▶ DESCRIÇÃO DA TAREFA
Com base no texto sobre o abastecimento de água no Brasil, responda:
1. Para quanto sobe o déficit de abastecimento de água potável quando se leva em conta a adequabilidade/continuidade do serviço?
2. Que percentual dos domicílios brasileiros está enquadrado no conceito de "déficit intermediário"?
3. Que cargo José Bento da Rocha ocupa atualmente?

▶ TEXTO FORNECIDO
A responsabilidade com a qualidade da água termina na porta
da rua
“A forma de tratamento da água disponibilizada no Brasil se
constitui, grosso modo, de processos mecânicos e químicos que visam reduzir a
concentração de poluentes” lamenta o farmacêutico.
“O déficit para o
abastecimento de água potável é de aproximadamente 10%, se considerada apenas a
presença/ausência da disponibilidade do serviço para o domicílio. No entanto,
quando se leva em conta a adequabilidade/continuidade deste serviço, o déficit
sobe para aproximadamente 40%, o que é extremamente alto.”
A constatação é de
José Bento da Rocha, autor da dissertação de mestrado intitulada A
regularização e a universalização dos serviços de abastecimento de água potável
no Brasil, realizada pela Escola Nacional de Saúde Pública da Fiocruz.
Segundo ele, em
entrevista concedida à IHU On-Line por e-mail, os dados disponíveis referentes
à qualidade da água “revelam que a situação do abastecimento de água potável no
Brasil ainda é muito preocupante”. Rocha esclarece que 33,9% dos domicílios
brasileiros ainda estão enquadrados no conceito de “déficit intermediário sob a
alcunha de atendimento precário”.
A discussão em
relação à qualidade da água assinala, “gira em torno dos 33,9% de domicílios
enquadrados nesta categoria — se, na realidade, não deveriam se somar aos sem
atendimento, pois são atendidos de maneira inadequada. Por outro lado,
questiono: somente deveriam ser atendidos os domicílios em que é possível
atendimento de qualidade (adequado) e o restante deveria ser deixado de lado?
Ou é melhor atender precariamente do que não atender?”
José Bento da Rocha
explica ainda que o tratamento da água no Brasil enfrenta problemas como
tratamentos incompletos e até mesmo ausência de tratamento prévio. “Em uma
realidade ainda bem distante da nossa, o ideal para garantir a qualidade da
água tratada seria a adoção do padrão europeu (talvez alguns diriam ‘Padrão
FIFA’) em que não é permitida a reservação de água (isto é, não se pode ter uma
caixa d’água em casa) e que a obrigação do ‘fornecedor’ da água (seja privado ou
público) é garantir sua qualidade até a torneira”, conclui.
José Bento da Rocha é
farmacêutico graduado pela Universidade Estadual de Goiás – UEG, especialista
em Controle de Tráfego Aéreo pela Escola de Especialistas da Aeronáutica –
EEAR, pós-graduado em Direito Administrativo com ênfase em Gestão Pública,
Regulador de Serviços Públicos e mestre em Saúde Pública com ênfase em Gestão e
Regulação de Serviços Públicos de Saneamento Básico – ENSP/FIOCRUZ. Atualmente
é coordenador de Monitoramento de Projetos da Agência Reguladora de Águas,
Energia e Saneamento do Distrito Federal – ADASA.

[Trechos do conjunto de dados de anotação de locais]

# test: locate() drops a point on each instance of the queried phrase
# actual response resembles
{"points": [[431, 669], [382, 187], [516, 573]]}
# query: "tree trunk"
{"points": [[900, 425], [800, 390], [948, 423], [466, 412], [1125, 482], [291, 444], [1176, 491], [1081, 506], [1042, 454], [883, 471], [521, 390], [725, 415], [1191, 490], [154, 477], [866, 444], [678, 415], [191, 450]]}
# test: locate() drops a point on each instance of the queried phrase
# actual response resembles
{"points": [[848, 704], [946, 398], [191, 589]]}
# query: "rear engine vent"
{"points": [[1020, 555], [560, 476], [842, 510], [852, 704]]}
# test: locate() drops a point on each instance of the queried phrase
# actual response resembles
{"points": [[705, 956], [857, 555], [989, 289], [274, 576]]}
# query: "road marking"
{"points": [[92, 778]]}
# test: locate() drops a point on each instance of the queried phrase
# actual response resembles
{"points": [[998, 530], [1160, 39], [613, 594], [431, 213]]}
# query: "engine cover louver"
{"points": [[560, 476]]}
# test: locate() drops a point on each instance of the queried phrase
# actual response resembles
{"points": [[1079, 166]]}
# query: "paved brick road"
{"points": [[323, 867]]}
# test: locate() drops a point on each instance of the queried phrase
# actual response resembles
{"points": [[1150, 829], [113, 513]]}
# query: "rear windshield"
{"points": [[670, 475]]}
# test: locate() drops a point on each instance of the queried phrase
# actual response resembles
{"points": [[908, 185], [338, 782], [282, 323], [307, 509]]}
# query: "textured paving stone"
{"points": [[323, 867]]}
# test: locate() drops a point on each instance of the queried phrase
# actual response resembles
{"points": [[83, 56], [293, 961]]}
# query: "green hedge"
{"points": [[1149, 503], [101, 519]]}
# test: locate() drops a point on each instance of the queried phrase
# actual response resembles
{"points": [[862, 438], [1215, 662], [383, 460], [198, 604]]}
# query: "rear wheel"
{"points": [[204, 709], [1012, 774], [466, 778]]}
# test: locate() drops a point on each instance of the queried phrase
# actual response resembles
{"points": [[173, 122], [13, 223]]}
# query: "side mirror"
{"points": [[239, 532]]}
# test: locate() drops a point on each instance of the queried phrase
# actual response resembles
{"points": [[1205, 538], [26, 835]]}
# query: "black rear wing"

▶ RESPOSTA ESPERADA
1. O déficit sobe para aproximadamente 40%.
2. São 33,9% dos domicílios brasileiros.
3. Ele é coordenador de Monitoramento de Projetos da Agência Reguladora de Águas, Energia e Saneamento do Distrito Federal (ADASA).